Segmentation annotation records:
___
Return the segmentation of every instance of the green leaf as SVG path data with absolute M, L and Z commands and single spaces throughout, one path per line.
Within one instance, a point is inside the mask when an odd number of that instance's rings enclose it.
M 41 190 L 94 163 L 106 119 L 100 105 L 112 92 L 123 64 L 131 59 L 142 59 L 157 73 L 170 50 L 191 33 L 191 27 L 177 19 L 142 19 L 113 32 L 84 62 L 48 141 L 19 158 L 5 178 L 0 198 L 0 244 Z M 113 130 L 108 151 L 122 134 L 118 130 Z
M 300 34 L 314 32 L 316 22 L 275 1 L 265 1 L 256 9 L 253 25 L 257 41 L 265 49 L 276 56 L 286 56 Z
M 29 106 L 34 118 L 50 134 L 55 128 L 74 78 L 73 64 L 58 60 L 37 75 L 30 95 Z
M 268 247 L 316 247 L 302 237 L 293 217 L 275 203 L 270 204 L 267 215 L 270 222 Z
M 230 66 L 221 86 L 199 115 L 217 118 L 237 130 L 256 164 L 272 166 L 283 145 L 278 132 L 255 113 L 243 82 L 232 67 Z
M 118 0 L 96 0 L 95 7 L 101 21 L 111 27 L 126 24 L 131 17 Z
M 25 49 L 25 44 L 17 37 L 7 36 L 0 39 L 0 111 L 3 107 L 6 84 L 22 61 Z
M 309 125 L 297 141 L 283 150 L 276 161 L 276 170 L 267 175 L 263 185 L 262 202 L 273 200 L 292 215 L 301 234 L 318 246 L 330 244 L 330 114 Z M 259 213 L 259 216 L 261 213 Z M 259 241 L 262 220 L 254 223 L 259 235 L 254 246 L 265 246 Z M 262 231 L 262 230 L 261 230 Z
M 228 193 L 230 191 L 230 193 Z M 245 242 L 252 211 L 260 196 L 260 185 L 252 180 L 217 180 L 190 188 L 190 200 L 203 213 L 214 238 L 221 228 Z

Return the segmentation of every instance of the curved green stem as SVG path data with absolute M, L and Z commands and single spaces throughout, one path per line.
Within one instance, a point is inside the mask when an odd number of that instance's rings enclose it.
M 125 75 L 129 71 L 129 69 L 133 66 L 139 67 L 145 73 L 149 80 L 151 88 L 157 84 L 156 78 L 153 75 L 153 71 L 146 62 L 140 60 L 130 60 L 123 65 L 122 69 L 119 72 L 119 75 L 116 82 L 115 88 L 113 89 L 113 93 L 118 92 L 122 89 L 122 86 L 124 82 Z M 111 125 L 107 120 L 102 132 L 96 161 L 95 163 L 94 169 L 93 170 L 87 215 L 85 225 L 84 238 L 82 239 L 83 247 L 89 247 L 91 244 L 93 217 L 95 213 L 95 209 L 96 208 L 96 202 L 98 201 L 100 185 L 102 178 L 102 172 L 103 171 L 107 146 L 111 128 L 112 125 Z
___
Work instructions ::
Would you reproduce all the entries exactly?

Result of this exercise ::
Return the segmentation of every instance of the green leaf as SVG path data with absolute M, L and Z commands and single spaces throughout, one path per line.
Within one instance, a point is inside the mask when an odd number of that instance's rings enclose it.
M 41 190 L 94 163 L 106 119 L 100 105 L 112 92 L 123 64 L 131 59 L 142 59 L 157 73 L 170 50 L 191 33 L 191 27 L 177 19 L 142 19 L 113 32 L 84 62 L 48 141 L 19 158 L 5 178 L 0 198 L 0 244 Z M 113 130 L 108 151 L 122 134 L 118 130 Z
M 300 34 L 314 32 L 316 22 L 275 1 L 265 1 L 256 9 L 253 25 L 257 41 L 265 49 L 276 56 L 286 56 Z
M 29 106 L 34 118 L 50 134 L 55 128 L 74 78 L 73 64 L 58 60 L 37 75 L 30 95 Z
M 268 247 L 316 247 L 302 237 L 293 217 L 275 203 L 270 204 L 267 215 L 270 222 Z
M 230 66 L 221 86 L 199 115 L 217 118 L 237 130 L 256 164 L 272 166 L 283 145 L 278 132 L 255 113 L 243 82 L 232 67 Z
M 118 0 L 96 0 L 95 7 L 101 21 L 111 27 L 126 24 L 131 17 Z
M 25 49 L 25 44 L 17 37 L 7 36 L 0 39 L 0 111 L 3 107 L 6 84 L 22 61 Z
M 309 125 L 297 141 L 283 150 L 276 161 L 276 170 L 267 175 L 263 185 L 262 202 L 273 200 L 292 215 L 301 234 L 318 246 L 330 244 L 330 114 Z M 259 213 L 259 216 L 261 213 Z M 259 241 L 262 220 L 254 223 L 259 235 L 254 246 L 265 246 Z M 262 231 L 262 230 L 261 230 Z
M 228 193 L 230 191 L 230 193 Z M 245 242 L 252 211 L 260 196 L 260 185 L 252 180 L 217 180 L 190 188 L 190 200 L 203 213 L 214 238 L 221 228 Z

Return the segmentation of every instance of the curved green stem as SVG path data with absolute M, L and Z commands and single spaces throughout, one path per line.
Within one instance, a point is inside the mask when an odd number of that instance's rings enclose it.
M 125 75 L 129 71 L 129 69 L 133 66 L 139 67 L 145 73 L 149 80 L 151 88 L 157 84 L 156 78 L 153 75 L 153 71 L 146 62 L 140 60 L 130 60 L 123 65 L 122 69 L 119 72 L 119 75 L 116 82 L 115 88 L 113 89 L 113 93 L 118 92 L 122 89 L 122 86 L 124 82 Z M 111 125 L 107 120 L 102 132 L 96 161 L 95 163 L 94 169 L 93 170 L 87 215 L 85 225 L 84 238 L 82 239 L 83 247 L 89 247 L 91 244 L 93 217 L 95 213 L 95 209 L 96 208 L 96 202 L 98 201 L 100 185 L 102 178 L 102 172 L 103 171 L 107 146 L 111 128 L 112 125 Z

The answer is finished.